- [WHAT YOU SHOULD DO] What is needed here is an exact copy of every record below.
##### EXTRACTED MATERIAL
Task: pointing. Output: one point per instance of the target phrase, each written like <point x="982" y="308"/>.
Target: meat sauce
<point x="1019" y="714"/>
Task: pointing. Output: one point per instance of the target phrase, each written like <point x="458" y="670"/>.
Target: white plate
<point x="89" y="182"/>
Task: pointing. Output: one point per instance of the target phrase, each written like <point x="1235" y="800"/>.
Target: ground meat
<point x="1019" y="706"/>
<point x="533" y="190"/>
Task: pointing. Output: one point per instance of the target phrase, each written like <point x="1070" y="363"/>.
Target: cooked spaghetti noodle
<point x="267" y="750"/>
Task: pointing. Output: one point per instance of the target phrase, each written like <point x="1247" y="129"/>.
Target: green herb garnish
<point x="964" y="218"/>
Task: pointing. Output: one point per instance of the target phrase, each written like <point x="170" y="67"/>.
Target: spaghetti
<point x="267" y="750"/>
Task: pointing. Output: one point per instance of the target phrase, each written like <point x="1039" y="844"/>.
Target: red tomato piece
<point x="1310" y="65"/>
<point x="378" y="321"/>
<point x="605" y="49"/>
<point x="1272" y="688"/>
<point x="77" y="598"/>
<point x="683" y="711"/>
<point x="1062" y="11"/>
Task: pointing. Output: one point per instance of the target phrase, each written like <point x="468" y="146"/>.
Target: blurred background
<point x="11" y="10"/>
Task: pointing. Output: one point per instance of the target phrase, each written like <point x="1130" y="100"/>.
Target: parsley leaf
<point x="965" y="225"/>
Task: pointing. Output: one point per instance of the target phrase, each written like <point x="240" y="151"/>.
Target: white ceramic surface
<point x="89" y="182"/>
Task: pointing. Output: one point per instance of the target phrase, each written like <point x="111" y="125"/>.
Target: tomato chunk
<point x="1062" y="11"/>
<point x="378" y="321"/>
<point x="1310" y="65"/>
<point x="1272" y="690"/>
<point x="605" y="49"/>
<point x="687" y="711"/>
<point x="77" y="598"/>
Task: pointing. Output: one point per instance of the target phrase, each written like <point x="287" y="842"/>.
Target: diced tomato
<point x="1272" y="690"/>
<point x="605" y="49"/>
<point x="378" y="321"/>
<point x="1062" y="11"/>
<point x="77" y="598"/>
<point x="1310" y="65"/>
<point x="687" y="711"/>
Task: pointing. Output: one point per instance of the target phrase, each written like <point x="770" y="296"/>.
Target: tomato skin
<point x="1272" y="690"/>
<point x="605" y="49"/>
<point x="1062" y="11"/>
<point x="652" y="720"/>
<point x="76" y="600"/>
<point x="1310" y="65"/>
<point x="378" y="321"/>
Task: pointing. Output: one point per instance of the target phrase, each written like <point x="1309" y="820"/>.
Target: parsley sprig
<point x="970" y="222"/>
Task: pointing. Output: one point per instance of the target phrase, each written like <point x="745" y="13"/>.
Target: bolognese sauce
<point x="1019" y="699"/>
##########
- [WRITTEN RESPONSE]
Task: pointing. Output: one point per instance of the target phrase, each written like <point x="982" y="308"/>.
Target: meat sauce
<point x="1019" y="714"/>
Task: pointing. Output: one point per instance of the target phrase, each written like <point x="458" y="670"/>.
Target: white plate
<point x="89" y="182"/>
Task: pointing. Output: one point per instance of the target phrase, each written like <point x="1235" y="800"/>.
Target: ground meat
<point x="1019" y="706"/>
<point x="533" y="190"/>
Task: pointing. Output: one point per instance of the target phrase, each written like <point x="1070" y="363"/>.
Target: cooked spaghetti noodle
<point x="267" y="750"/>
Task: pointing. Output: one point per instance of the target phrase, each written like <point x="1247" y="129"/>.
Target: green herb garnish
<point x="964" y="218"/>
Task: pointing. Output: one point per instance of the target phrase, each written like <point x="170" y="67"/>.
Target: spaghetti
<point x="267" y="750"/>
Task: pointing. Output: one point per instance of the target phrase, each written like <point x="1039" y="844"/>.
Target: red tomato piece
<point x="1310" y="65"/>
<point x="378" y="321"/>
<point x="605" y="49"/>
<point x="1272" y="688"/>
<point x="77" y="598"/>
<point x="683" y="711"/>
<point x="1062" y="11"/>
Task: pointing. Output: one point per instance of the target phrase, each written like <point x="468" y="146"/>.
Target: blurred background
<point x="11" y="10"/>
Task: pointing. Output: one point per instance of the target phrase, each written like <point x="1130" y="100"/>.
Target: parsley leaf
<point x="965" y="225"/>
Task: pointing. Output: one point per instance of the target phrase, each written like <point x="240" y="151"/>.
Target: white ceramic surface
<point x="89" y="182"/>
Task: pointing. Output: one point per instance of the target phrase, each written like <point x="111" y="125"/>.
Target: tomato chunk
<point x="1062" y="11"/>
<point x="378" y="321"/>
<point x="1310" y="65"/>
<point x="1272" y="690"/>
<point x="605" y="49"/>
<point x="687" y="711"/>
<point x="77" y="598"/>
Task: pointing. Output: one point per instance of the target phrase, each written like <point x="287" y="842"/>.
Target: diced tomato
<point x="1272" y="690"/>
<point x="605" y="49"/>
<point x="378" y="321"/>
<point x="1062" y="11"/>
<point x="77" y="598"/>
<point x="1310" y="65"/>
<point x="687" y="711"/>
Task: pointing. Output: one point per instance of the target phrase, each written like <point x="770" y="296"/>.
Target: tomato skin
<point x="1272" y="690"/>
<point x="605" y="49"/>
<point x="1062" y="11"/>
<point x="652" y="720"/>
<point x="76" y="600"/>
<point x="1310" y="65"/>
<point x="378" y="321"/>
Task: pointing. Output: one point per instance of the target phrase, each written like <point x="1309" y="820"/>.
Target: parsley sprig
<point x="970" y="222"/>
Task: pointing. Output: one point per instance of the target phrase, each written like <point x="745" y="13"/>.
Target: bolognese sauce
<point x="1019" y="699"/>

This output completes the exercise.